>>>

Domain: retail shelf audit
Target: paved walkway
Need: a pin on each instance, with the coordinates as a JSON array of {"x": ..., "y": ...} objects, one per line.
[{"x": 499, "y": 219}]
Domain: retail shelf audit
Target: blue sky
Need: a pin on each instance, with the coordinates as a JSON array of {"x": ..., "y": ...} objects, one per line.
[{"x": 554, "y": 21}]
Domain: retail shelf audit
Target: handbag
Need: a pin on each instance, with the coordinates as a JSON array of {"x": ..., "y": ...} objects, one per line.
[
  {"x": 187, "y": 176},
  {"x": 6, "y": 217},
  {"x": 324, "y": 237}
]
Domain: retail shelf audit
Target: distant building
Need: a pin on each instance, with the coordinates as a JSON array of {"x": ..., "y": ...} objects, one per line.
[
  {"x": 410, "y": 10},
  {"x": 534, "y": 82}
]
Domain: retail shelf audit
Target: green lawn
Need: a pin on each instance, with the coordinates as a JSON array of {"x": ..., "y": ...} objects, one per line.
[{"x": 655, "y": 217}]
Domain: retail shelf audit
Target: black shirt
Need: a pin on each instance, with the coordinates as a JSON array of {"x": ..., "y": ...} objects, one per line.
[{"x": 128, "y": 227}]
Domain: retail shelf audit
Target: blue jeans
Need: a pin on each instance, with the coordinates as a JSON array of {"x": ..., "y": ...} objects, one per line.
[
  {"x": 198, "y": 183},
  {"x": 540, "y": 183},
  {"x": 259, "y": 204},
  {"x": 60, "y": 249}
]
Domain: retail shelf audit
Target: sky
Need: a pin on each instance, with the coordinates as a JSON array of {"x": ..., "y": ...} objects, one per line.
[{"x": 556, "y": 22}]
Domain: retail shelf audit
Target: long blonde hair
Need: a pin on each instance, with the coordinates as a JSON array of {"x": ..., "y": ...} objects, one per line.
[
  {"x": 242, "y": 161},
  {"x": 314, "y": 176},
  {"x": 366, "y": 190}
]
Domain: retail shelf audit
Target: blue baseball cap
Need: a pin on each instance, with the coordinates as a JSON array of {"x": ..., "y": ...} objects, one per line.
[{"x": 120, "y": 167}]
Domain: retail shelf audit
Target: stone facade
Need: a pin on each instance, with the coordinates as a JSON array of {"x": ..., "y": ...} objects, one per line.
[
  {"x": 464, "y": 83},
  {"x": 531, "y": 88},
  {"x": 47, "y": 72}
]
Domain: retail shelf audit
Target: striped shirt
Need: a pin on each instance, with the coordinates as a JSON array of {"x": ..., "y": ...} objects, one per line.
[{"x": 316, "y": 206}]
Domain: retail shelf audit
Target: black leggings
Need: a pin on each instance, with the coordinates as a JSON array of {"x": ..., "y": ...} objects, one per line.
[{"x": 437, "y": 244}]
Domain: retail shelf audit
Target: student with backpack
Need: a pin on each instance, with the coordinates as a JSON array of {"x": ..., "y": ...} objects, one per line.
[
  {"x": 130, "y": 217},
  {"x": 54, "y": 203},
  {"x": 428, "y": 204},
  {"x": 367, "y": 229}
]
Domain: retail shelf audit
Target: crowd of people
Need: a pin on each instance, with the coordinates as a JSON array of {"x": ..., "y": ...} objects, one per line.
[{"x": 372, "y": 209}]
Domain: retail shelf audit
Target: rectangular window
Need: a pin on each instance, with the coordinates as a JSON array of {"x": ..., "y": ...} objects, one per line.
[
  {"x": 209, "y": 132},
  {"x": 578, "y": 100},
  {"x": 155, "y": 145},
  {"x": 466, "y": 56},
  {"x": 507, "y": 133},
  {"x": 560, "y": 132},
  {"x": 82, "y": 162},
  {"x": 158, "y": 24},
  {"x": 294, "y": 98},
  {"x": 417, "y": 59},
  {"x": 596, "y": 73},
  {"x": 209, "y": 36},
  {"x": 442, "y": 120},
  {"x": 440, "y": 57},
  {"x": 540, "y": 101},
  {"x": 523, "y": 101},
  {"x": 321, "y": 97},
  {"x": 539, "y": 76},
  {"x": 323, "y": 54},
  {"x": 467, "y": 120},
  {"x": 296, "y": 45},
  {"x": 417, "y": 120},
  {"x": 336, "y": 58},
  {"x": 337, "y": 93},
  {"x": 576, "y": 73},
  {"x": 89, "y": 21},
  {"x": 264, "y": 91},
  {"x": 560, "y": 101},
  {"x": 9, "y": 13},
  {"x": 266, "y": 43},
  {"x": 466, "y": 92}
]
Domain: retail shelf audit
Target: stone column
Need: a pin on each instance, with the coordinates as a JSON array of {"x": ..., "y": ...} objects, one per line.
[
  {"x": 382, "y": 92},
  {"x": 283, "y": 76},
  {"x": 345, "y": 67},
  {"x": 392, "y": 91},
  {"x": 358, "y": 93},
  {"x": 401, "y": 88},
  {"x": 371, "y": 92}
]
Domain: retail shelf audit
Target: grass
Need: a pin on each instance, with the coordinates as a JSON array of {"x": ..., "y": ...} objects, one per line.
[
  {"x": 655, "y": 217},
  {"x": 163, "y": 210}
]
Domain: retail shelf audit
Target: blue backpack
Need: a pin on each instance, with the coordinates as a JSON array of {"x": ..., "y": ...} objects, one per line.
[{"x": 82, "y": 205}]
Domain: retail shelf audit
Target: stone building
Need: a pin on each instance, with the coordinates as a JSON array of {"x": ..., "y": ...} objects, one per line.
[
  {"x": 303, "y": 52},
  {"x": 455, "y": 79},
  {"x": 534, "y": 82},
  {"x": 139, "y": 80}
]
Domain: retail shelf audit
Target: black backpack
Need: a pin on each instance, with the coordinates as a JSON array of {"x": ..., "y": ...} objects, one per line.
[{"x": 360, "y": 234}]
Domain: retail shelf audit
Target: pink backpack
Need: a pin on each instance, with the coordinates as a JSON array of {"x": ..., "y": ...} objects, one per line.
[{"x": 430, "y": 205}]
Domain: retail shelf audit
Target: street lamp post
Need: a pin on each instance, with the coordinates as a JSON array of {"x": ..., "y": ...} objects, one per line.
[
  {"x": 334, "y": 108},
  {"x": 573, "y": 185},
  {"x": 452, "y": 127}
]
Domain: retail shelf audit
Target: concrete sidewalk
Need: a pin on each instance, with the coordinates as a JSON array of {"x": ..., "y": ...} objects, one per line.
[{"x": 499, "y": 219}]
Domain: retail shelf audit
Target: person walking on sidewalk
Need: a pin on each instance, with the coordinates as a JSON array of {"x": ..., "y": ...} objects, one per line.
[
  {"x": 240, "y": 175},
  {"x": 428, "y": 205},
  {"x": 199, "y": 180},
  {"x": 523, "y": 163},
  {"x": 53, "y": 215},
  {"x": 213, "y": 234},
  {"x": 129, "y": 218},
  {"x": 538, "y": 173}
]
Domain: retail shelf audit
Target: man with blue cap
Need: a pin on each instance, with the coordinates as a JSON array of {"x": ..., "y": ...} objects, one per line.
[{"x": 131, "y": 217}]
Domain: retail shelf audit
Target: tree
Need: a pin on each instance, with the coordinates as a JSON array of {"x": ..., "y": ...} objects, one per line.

<<<

Each record above is to be written out again exactly.

● **Answer section**:
Domain: retail shelf audit
Target: paved walkway
Need: a pin on each instance, with the coordinates as a JSON array of {"x": ..., "y": ...} objects, one per line.
[{"x": 499, "y": 219}]
Domain: retail shelf audit
Target: blue sky
Need: a pin on each instance, with the coordinates as a JSON array of {"x": ..., "y": ...} objects, one per line.
[{"x": 554, "y": 21}]
Domain: retail shelf audit
Target: handbag
Need: a pin on each instance, with the coordinates as a JSON array of {"x": ..., "y": ...} objects, one per line.
[
  {"x": 187, "y": 176},
  {"x": 6, "y": 217},
  {"x": 324, "y": 237}
]
Domain: retail shelf audit
Target: distant building
Need: a pin on each instance, with the coordinates as a JSON array of {"x": ..., "y": ...} objects, one per line.
[
  {"x": 410, "y": 10},
  {"x": 534, "y": 82}
]
Domain: retail shelf audit
Target: green lawn
Need: a pin on each instance, with the coordinates as a JSON array of {"x": ..., "y": ...} objects, one per line.
[{"x": 655, "y": 217}]
Domain: retail shelf audit
Target: black shirt
Need: a pin on each instance, with the coordinates as a JSON array of {"x": ..., "y": ...} objects, one per line.
[{"x": 128, "y": 227}]
Domain: retail shelf audit
Target: blue jeans
Need: a pin on each instance, with the coordinates as a JSON array of {"x": ..., "y": ...} objects, one per line.
[
  {"x": 198, "y": 183},
  {"x": 540, "y": 183},
  {"x": 259, "y": 204},
  {"x": 60, "y": 249}
]
Domain: retail shelf audit
Target: sky
Need: a pin on each instance, with the coordinates as a JSON array of {"x": ..., "y": ...} objects, one per line.
[{"x": 556, "y": 22}]
Domain: retail shelf audit
Target: long blonde hair
Need: a pin on each instance, with the coordinates as a JSON array of {"x": ..., "y": ...} objects, one per line.
[
  {"x": 242, "y": 161},
  {"x": 314, "y": 176},
  {"x": 366, "y": 190}
]
Domain: retail shelf audit
Target: blue baseball cap
Need: a pin on each instance, with the coordinates as a JSON array of {"x": ..., "y": ...} objects, one per line.
[{"x": 120, "y": 167}]
Domain: retail shelf audit
Target: stone facade
Need: a pin on each instance, with the coordinates as a JSON array of {"x": ..., "y": ...} objects, one per line.
[
  {"x": 464, "y": 83},
  {"x": 531, "y": 88},
  {"x": 47, "y": 72}
]
Domain: retail shelf audit
Target: striped shirt
Need: a pin on each instance, with the coordinates as a JSON array of {"x": ..., "y": ...} objects, one per line.
[{"x": 316, "y": 206}]
Domain: retail shelf audit
Target: black leggings
Need: a pin on each instance, with the coordinates as a JSON array of {"x": ..., "y": ...} objects, one per line.
[{"x": 437, "y": 244}]
Domain: retail shelf audit
Target: student with backpack
Need: a pin on each instance, with the coordinates as a JSON array of {"x": ..., "y": ...} objects, one per line.
[
  {"x": 130, "y": 217},
  {"x": 54, "y": 203},
  {"x": 428, "y": 204},
  {"x": 367, "y": 229}
]
Domain: retail shelf audit
Target: crowd of people
Need: a pin on each instance, with the coordinates as a JSON array of {"x": ..., "y": ...} objects, one per line.
[{"x": 372, "y": 209}]
Domain: retail shelf audit
Target: rectangular window
Need: a pin on each instance, with the coordinates as a JSON array of {"x": ..., "y": ...} objects, one per line.
[
  {"x": 209, "y": 132},
  {"x": 578, "y": 100},
  {"x": 155, "y": 145},
  {"x": 466, "y": 56},
  {"x": 507, "y": 133},
  {"x": 560, "y": 132},
  {"x": 82, "y": 162},
  {"x": 158, "y": 24},
  {"x": 294, "y": 98},
  {"x": 417, "y": 59},
  {"x": 596, "y": 73},
  {"x": 209, "y": 36},
  {"x": 442, "y": 120},
  {"x": 440, "y": 57},
  {"x": 540, "y": 101},
  {"x": 523, "y": 101},
  {"x": 321, "y": 97},
  {"x": 539, "y": 76},
  {"x": 323, "y": 54},
  {"x": 467, "y": 120},
  {"x": 296, "y": 45},
  {"x": 417, "y": 120},
  {"x": 336, "y": 58},
  {"x": 337, "y": 93},
  {"x": 576, "y": 73},
  {"x": 89, "y": 21},
  {"x": 264, "y": 91},
  {"x": 560, "y": 101},
  {"x": 9, "y": 13},
  {"x": 266, "y": 43},
  {"x": 466, "y": 92}
]
Domain: retail shelf audit
Target: stone column
Need: a pin on each instance, with the coordinates as a JSON array of {"x": ..., "y": ...} objects, one per line.
[
  {"x": 382, "y": 92},
  {"x": 283, "y": 76},
  {"x": 345, "y": 67},
  {"x": 392, "y": 91},
  {"x": 358, "y": 93},
  {"x": 401, "y": 88},
  {"x": 371, "y": 92}
]
Domain: retail shelf audit
Target: grass
Need: a pin on each instance, with the coordinates as a JSON array of {"x": ..., "y": ...} objects, one per line.
[
  {"x": 655, "y": 217},
  {"x": 163, "y": 210}
]
Domain: retail shelf audit
Target: blue backpack
Need: a pin on each instance, with the coordinates as a JSON array of {"x": ..., "y": ...} objects, one per line.
[{"x": 82, "y": 205}]
Domain: retail shelf audit
Target: stone building
Need: a pin on each instance, with the coordinates as a JSON array of {"x": ..., "y": ...} objects, one per line.
[
  {"x": 303, "y": 52},
  {"x": 455, "y": 79},
  {"x": 534, "y": 82},
  {"x": 139, "y": 80}
]
Domain: retail shelf audit
Target: black backpack
Need: a pin on each instance, with the coordinates as a JSON array of {"x": ..., "y": ...} objects, one per line.
[{"x": 360, "y": 234}]
Domain: retail shelf audit
Target: pink backpack
Need: a pin on each instance, with the coordinates as a JSON array of {"x": ..., "y": ...} objects, one per line.
[{"x": 430, "y": 205}]
Domain: retail shelf audit
Target: street lamp post
Need: a pin on each instance, with the coordinates as a JSON array of {"x": ..., "y": ...} objects, one per line.
[
  {"x": 334, "y": 108},
  {"x": 573, "y": 185},
  {"x": 452, "y": 127}
]
Domain: retail shelf audit
Target: concrete sidewalk
Need: a pin on each instance, with the coordinates as a JSON array of {"x": ..., "y": ...} objects, one per line.
[{"x": 499, "y": 219}]
Domain: retail shelf audit
Target: person walking on sidewalk
Need: a pin on each instance, with the coordinates as a JSON array of {"x": ..., "y": ...} objects, one per line.
[
  {"x": 240, "y": 175},
  {"x": 428, "y": 205},
  {"x": 199, "y": 180},
  {"x": 523, "y": 163},
  {"x": 53, "y": 215},
  {"x": 213, "y": 234},
  {"x": 129, "y": 218},
  {"x": 538, "y": 173}
]
Domain: retail shelf audit
Target: man with blue cap
Need: a pin on each instance, with the coordinates as a JSON array of {"x": ..., "y": ...} objects, one per line.
[{"x": 131, "y": 217}]
Domain: retail shelf audit
Target: tree
Need: a pin on each instance, with the coordinates as a JSON array of {"x": ..., "y": ...} objects, one per line.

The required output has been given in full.